### Exercise prompt:
Display every line below that contains the string "trunk".

** Start of Given data **

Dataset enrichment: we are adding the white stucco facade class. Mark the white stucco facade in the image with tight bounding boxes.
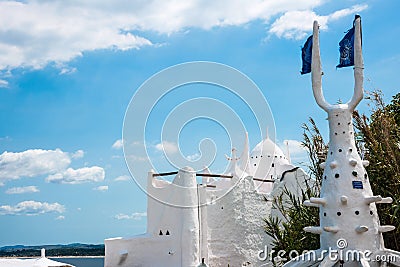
[105,133,307,267]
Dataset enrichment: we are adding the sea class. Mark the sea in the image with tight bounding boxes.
[50,257,104,267]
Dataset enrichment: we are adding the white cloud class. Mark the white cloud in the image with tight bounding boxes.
[114,212,147,221]
[93,185,108,192]
[269,5,368,40]
[0,0,366,71]
[71,149,85,159]
[0,149,71,183]
[46,166,105,184]
[6,186,39,195]
[0,200,65,216]
[114,175,131,182]
[112,139,124,149]
[155,141,178,154]
[0,79,8,88]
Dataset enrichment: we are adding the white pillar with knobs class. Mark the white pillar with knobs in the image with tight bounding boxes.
[284,17,400,267]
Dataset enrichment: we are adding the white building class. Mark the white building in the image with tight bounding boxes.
[105,133,307,267]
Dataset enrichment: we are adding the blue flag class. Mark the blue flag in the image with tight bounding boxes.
[336,15,359,68]
[300,35,312,75]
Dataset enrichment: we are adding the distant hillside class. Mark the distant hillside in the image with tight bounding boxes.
[0,243,104,257]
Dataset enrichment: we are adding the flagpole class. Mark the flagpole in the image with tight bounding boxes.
[348,15,364,111]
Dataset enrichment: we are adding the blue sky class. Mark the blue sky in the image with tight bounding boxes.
[0,0,400,246]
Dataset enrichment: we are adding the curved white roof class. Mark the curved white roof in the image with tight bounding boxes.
[250,136,290,179]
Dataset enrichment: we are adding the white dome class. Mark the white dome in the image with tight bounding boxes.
[250,137,290,179]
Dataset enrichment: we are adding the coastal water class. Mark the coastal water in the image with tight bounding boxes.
[52,258,104,267]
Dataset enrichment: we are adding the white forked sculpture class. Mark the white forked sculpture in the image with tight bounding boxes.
[284,18,400,267]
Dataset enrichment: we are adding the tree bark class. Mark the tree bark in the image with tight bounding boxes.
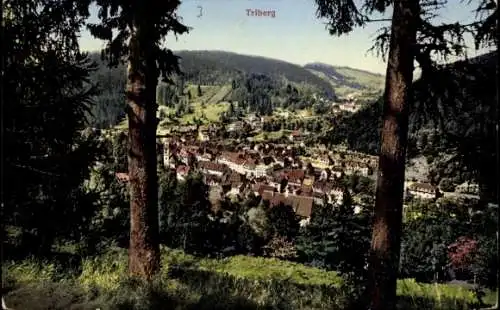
[127,27,160,280]
[368,0,420,310]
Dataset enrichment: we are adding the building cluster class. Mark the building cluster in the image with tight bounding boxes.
[154,137,373,219]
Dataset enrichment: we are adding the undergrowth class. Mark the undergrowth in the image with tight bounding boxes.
[2,249,496,310]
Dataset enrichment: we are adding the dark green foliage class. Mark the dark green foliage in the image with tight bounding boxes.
[159,172,212,254]
[400,200,498,287]
[321,98,383,154]
[178,51,335,98]
[88,53,126,128]
[2,1,102,256]
[266,205,299,241]
[297,196,371,276]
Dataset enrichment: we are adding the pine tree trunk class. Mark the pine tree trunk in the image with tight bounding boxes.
[368,0,419,310]
[127,27,160,280]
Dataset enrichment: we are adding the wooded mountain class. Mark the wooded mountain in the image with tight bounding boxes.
[88,51,383,128]
[304,62,385,93]
[176,51,335,99]
[323,52,497,200]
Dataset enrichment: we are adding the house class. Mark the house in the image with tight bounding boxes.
[195,153,213,162]
[203,174,222,186]
[345,161,370,176]
[253,183,277,196]
[198,161,228,177]
[311,154,331,168]
[115,172,130,183]
[253,162,273,177]
[280,169,306,186]
[312,192,328,206]
[175,165,189,181]
[455,182,479,195]
[217,152,256,176]
[262,191,314,219]
[288,130,303,142]
[406,182,438,199]
[227,121,244,132]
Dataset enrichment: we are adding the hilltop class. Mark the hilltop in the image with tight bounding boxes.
[89,51,383,128]
[304,62,385,95]
[175,51,335,99]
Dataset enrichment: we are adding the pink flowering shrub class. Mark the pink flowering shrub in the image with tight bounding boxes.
[448,237,478,270]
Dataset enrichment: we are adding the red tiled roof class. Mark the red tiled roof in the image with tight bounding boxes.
[262,191,314,217]
[198,161,227,172]
[176,165,189,174]
[410,182,436,193]
[115,172,130,182]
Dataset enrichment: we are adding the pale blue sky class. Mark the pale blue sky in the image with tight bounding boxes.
[81,0,484,74]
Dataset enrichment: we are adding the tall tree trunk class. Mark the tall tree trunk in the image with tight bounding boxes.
[368,0,420,310]
[127,27,160,279]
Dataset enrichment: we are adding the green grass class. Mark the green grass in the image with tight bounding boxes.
[253,130,290,142]
[2,249,492,309]
[335,67,385,89]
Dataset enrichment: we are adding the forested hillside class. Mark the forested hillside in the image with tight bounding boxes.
[324,53,497,200]
[87,53,126,128]
[304,62,385,93]
[177,51,335,98]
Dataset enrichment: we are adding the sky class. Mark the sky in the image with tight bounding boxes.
[80,0,488,74]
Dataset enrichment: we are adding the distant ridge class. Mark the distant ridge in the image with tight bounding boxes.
[174,50,335,98]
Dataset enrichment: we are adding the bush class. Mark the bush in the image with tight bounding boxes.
[3,249,494,310]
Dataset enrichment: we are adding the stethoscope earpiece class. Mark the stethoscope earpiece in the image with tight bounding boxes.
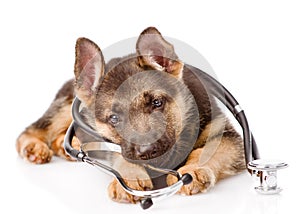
[247,159,288,194]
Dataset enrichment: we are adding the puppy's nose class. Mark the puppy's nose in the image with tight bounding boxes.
[135,144,158,160]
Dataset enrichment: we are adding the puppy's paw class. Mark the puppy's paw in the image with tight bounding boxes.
[51,134,80,161]
[167,165,216,195]
[21,141,53,164]
[108,179,153,204]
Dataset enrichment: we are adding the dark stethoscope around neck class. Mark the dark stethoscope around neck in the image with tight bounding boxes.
[64,66,288,209]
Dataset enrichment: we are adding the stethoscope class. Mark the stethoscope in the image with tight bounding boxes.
[64,66,288,209]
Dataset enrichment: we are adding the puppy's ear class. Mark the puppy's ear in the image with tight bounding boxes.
[136,27,184,78]
[74,38,104,105]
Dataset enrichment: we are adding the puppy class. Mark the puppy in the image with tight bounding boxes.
[16,27,245,203]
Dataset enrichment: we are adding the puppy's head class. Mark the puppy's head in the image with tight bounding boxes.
[75,27,198,165]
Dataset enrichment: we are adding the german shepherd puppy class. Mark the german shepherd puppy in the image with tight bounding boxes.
[16,27,245,203]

** End of Given data **

### Result of this exercise:
Dataset enrichment: we are adding the pine tree trunk class. Mark the pine tree trunk in the image with tight bounding boxes.
Dataset enrichment: we are adding the tall tree trunk class. Mark the tall tree trunk in the image with tight bounding boxes.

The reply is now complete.